- MATERIAL TO PROCESS
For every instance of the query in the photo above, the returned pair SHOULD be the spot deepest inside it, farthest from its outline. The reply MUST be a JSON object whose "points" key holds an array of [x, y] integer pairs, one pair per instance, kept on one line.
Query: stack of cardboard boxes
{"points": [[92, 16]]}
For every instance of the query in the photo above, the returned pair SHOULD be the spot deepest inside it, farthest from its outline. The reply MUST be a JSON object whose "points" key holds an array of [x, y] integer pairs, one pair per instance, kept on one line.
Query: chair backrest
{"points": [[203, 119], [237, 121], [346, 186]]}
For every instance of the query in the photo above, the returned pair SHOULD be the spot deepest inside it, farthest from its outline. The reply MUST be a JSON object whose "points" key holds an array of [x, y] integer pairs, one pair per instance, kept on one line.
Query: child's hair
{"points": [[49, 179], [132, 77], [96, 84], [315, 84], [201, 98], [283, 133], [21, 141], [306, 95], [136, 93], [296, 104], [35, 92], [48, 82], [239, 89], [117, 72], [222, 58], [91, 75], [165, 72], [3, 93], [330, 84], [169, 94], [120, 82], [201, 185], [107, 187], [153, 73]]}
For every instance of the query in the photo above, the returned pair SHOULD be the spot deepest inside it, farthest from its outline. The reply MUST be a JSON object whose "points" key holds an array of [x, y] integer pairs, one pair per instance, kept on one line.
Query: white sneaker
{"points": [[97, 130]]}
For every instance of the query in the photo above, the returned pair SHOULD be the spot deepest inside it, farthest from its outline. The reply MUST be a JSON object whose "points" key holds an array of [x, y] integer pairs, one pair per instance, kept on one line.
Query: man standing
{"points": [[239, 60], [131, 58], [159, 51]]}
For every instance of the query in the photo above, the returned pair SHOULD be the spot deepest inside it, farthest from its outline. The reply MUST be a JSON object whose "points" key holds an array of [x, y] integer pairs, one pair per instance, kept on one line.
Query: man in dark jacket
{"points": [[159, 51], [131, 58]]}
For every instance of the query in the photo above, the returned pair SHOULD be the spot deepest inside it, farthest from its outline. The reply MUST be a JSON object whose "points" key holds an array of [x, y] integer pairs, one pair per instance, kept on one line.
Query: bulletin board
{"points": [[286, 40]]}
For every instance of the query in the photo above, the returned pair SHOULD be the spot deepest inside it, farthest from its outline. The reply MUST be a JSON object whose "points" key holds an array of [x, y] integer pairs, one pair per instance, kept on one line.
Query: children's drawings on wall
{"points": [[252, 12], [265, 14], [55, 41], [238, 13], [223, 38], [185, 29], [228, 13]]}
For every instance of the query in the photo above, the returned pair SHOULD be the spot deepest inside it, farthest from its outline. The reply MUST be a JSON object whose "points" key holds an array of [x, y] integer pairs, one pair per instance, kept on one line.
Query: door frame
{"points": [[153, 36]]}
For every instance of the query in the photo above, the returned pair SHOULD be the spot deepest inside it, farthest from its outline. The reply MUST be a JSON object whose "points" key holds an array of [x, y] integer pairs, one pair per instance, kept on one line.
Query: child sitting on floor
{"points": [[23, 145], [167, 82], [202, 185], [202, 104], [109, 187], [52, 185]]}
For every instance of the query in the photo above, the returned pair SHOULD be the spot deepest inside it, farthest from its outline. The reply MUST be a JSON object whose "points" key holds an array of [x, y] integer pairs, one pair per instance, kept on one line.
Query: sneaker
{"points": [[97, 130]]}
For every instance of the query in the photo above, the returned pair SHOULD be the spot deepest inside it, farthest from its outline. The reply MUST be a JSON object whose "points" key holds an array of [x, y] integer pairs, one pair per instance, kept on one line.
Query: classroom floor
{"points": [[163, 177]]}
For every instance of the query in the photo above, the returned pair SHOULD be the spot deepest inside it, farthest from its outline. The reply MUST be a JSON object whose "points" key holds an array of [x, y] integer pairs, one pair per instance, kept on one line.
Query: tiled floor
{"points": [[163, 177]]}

- WHAT THE TASK ASKS
Count the lines of the material above that contain the word "floor", with case counting, and give only the number.

- EXERCISE RESPONSE
3